• _Выбранный отрывок_:
== == ==
В ее рядах был такой даровитый и теперь уже опытный организатор, как Швейцер; самый кадр ее состоял из людей хотя и слабых численностью, но испытанных и скрепленных между собой любовью к организации, долговременным опытом и преданностью террору, таких людей, как Дора Бриллиант, Моисеенко, Дулебов, Боришанский, Ивановская, Леонтьева, Шиллеров и др. Денег было довольно, в кандидатах в боевую организацию тоже не было недостатка, наконец, – и это самое главное, – мы были накануне нового, не менее крупного, чем дело Сергея, покушения – покушения на великого князя Владимира. Можно с уверенностью сказать, что к этому времени организация окончательно окрепла, отлилась в твердую форму самостоятельного и подчиненного своим собственным законам отдельного целого, т. е. достигла того положения, к которому, естественно, стремится каждое тайное общество и которое единственно может гарантировать ему успех. Сознание этого основного успеха не покидало нас; в это время и Швейцер, несмотря на свои неудачи, твердо верил в будущее террора.
Убедившись, что в моем присутствии в Петербурге нет необходимости, я решил поехать в Женеву, чтобы посоветоваться с Гапоном и Азефом о дальнейших боевых предприятиях. Я попросил Ивановскую съездить к Моисеенко и Бриллиант в Харьков, сообщить им о моем отъезде и предложить подождать моего возвращения. Тогда же в Петербурге я в последний раз встретился с Татьяной Леонтьевой. Белокурая, стройная, с светлыми глазами, она по внешности напоминала светскую барышню, какою она и была на самом деле. Она жаловалась мне на свое тяжелое положение: ей приходилось встречаться и быть любезной с людьми, которых она не только не уважала, но и считала своими врагами, – с важными чиновниками и гвардейскими офицерами, в том числе с знаменитым впоследствии усмирителем московского восстания, тогда еще полковником Семёновского полка, Мином. Леонтьева, однако, выдерживала свою роль, скрывая даже от родителей свои революционные симпатии. Она появлялась на вечерах, ездила на балы и вообще всем своим поведением старалась не выделяться из барышень ее круга. Она рассчитывала таким путем приобрести необходимые нам знакомства. В этой трудной роли она проявила много ума, находчивости и такта, и, слушая ее, я не раз вспоминал о ней отзыв Каляева при первом его с ней знакомстве: «Эта девушка – настоящее золото».
Мы встретились с ней на улице и зашли в один из больших ресторанов на Морской. Рассказав мне о своей жизни и о своих планах, она робко спросила, как было устроено покушение на великого князя Сергея. В нескольких словах я рассказал ей нашу московскую жизнь и самый день четвертого февраля, не называя, однако, имени Каляева. Когда я закончил, она, не подымая глаз, тихо сказала:
– Кто он?
Я промолчал.
– Поэт?
Я кивнул.
Она откинулась на спинку кресла и вдруг, как Дора, четвертого февраля, неожиданно зарыдала. Она мало знала Каляева и мало встречалась с ним, но и эти короткие встречи дали ей возможность в полной мере оценить его.
== == ==
• _Исходный фрагмент_:
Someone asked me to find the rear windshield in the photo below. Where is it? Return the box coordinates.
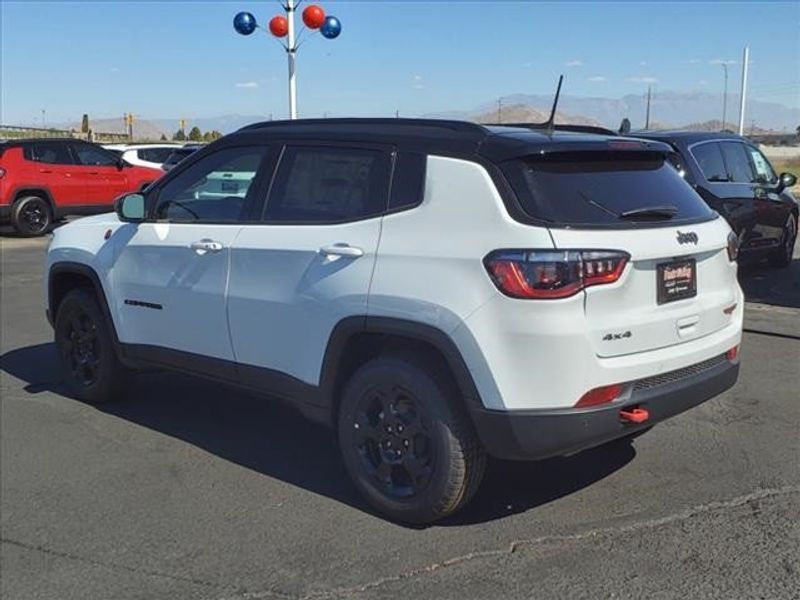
[503,151,714,227]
== == ==
• _Задания_:
**a.** Какой отзыв о Татьяне Леонтьевой дал Каляев при первом знакомстве с ней, согласно отрывку о боевой организации?
**b.** Продолжите отрывок о боевой организации и Татьяне Леонтьевой, начав сразу после его последнего предложения.

• _Ответы к заданиям_:
**a.** «Эта девушка – настоящее золото».

**b.**
В Леонтьевой было много той сосредоточенной силы воли, которою была так богата Бриллиант. Обе они были одного и того же – «монашеского» типа. Но Дора Бриллиант была печальнее и мрачнее; она не знала радости в жизни, смерть казалась ей заслуженной и долгожданной наградой. Леонтьева была моложе, радостнее и светлее. Она участвовала в терроре с тем чувством, которое жило в Сазонове, – с радостным сознанием большой и светлой жертвы. Я убежден, что если бы ее судьба сложилась иначе, из нее выработалась бы одна из тех редких женщин, имена которых остаются в истории как символ активной женственной силы.
Перед самым отъездом из Петербурга я, тоже в последний раз, увиделся со Швейцером. Он был более молчалив, чем обыкновенно, и, как всегда, очень сдержан. Он подробно и долго расспрашивал меня о московском деле, желая знать все детали его и мое о них мнение. Он говорил, что постоянное изменение плана, – то на царя, то на Муравьева, то на Трепова, то на великого князя Владимира, – как он убедился, мешает работе. Он говорил также, что решил готовить теперь только одно покушение – на великого князя Владимира, и что, пока оно не удастся ему, он не уедет из Петербурга.
Случайно мы заговорили о девятом января и о Гапоне. Швейцер восхищался стойкостью петербургских рабочих и так же, как и Каляев, с убеждением говорил о неизбежном близком расцвете массового террора. Личность Гапона его глубоко интересовала, – он надеялся, что имя его всколыхнет всю трудовую Россию. Несколько раз он подчеркивал мне необходимость прочной связи партии с массами, но говорил, что задача боевой организации, – от великих князей перейти к царю, и убийством царя довершить дело центрального террора. При прощании он несколько изменил своей обычной сдержанности и, целуя меня, сказал:
– Поцелуйте от меня Валентина.
Швейцеру было всего 25 лет. Он не успел еще проявить все скрытые в нем возможности. Но уже и тогда были ярко заметны две черты его сурового характера: сильный, направленный прямо к цели практический ум и железная воля.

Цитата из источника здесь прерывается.